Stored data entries

◆ ◆ ◆

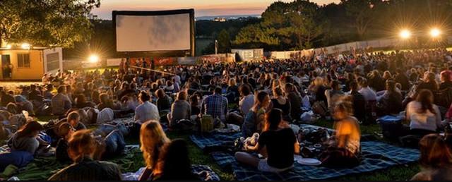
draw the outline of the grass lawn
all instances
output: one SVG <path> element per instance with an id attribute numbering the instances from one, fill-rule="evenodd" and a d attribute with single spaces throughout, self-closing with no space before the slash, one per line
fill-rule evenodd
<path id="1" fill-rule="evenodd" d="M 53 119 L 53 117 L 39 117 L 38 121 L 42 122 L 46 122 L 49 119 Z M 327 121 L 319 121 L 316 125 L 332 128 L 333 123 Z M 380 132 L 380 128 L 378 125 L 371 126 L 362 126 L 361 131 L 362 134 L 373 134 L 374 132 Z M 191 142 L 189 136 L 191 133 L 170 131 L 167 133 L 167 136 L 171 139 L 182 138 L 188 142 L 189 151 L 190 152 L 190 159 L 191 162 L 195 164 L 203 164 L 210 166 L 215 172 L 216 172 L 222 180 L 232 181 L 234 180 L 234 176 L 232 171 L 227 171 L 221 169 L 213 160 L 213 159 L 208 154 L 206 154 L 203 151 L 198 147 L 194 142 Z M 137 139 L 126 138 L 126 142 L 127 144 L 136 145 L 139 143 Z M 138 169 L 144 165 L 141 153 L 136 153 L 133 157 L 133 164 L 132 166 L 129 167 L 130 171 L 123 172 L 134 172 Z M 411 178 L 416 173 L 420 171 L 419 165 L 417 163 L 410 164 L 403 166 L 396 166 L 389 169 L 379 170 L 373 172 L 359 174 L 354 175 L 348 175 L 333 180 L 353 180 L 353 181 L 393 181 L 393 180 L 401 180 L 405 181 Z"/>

◆ ◆ ◆

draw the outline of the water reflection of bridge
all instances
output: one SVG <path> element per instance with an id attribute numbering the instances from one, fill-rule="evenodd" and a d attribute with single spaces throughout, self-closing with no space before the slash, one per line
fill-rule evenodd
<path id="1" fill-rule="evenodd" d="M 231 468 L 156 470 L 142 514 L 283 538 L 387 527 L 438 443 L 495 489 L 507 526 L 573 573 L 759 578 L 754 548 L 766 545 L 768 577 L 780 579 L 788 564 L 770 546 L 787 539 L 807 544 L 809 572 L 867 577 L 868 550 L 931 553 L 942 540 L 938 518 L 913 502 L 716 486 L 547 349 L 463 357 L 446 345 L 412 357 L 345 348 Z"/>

◆ ◆ ◆

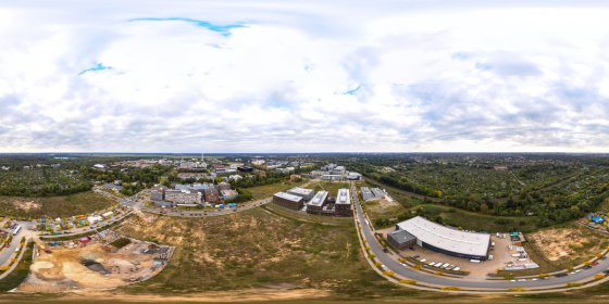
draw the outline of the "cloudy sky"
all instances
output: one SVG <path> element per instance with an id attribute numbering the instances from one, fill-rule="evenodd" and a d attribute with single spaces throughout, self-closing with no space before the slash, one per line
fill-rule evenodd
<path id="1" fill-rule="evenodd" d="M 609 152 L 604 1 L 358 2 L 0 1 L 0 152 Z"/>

◆ ◆ ◆

- WHAT YOU SHOULD DO:
Lay out the lines as a Markdown table with columns Row and Line, starting at the line containing "draw the outline of the grass lawn" and ending at the line containing "53 119 L 53", both included. Leave out any blank lines.

- TASK ANSWER:
| Row | Line |
|---|---|
| 1 | draw the outline of the grass lawn |
| 2 | all instances |
| 3 | output: one SVG <path> element per instance with an id attribute numbering the instances from one, fill-rule="evenodd" and a d attribute with single spaces throughout, self-closing with no space before the slash, one per line |
| 4 | fill-rule evenodd |
| 5 | <path id="1" fill-rule="evenodd" d="M 53 119 L 53 117 L 39 117 L 38 121 L 42 122 L 46 122 L 49 119 Z M 327 121 L 319 121 L 316 125 L 332 128 L 333 123 Z M 380 132 L 380 128 L 378 125 L 371 126 L 362 126 L 361 131 L 362 134 L 373 134 L 374 132 Z M 191 142 L 189 136 L 191 133 L 170 131 L 167 133 L 167 136 L 171 139 L 182 138 L 188 142 L 189 151 L 190 152 L 190 159 L 191 162 L 195 164 L 203 164 L 210 166 L 215 172 L 216 172 L 222 180 L 232 181 L 234 180 L 234 176 L 232 171 L 227 171 L 221 169 L 213 160 L 213 159 L 208 154 L 206 154 L 203 151 L 198 147 L 194 142 Z M 137 139 L 126 138 L 126 142 L 127 144 L 136 145 L 139 143 Z M 138 169 L 144 165 L 141 153 L 136 153 L 133 157 L 133 164 L 132 166 L 129 167 L 130 171 L 123 172 L 134 172 Z M 411 178 L 416 173 L 420 171 L 419 165 L 417 163 L 410 164 L 403 166 L 396 166 L 389 169 L 379 170 L 373 172 L 359 174 L 354 175 L 348 175 L 333 180 L 353 180 L 353 181 L 393 181 L 393 180 L 401 180 L 405 181 Z"/> |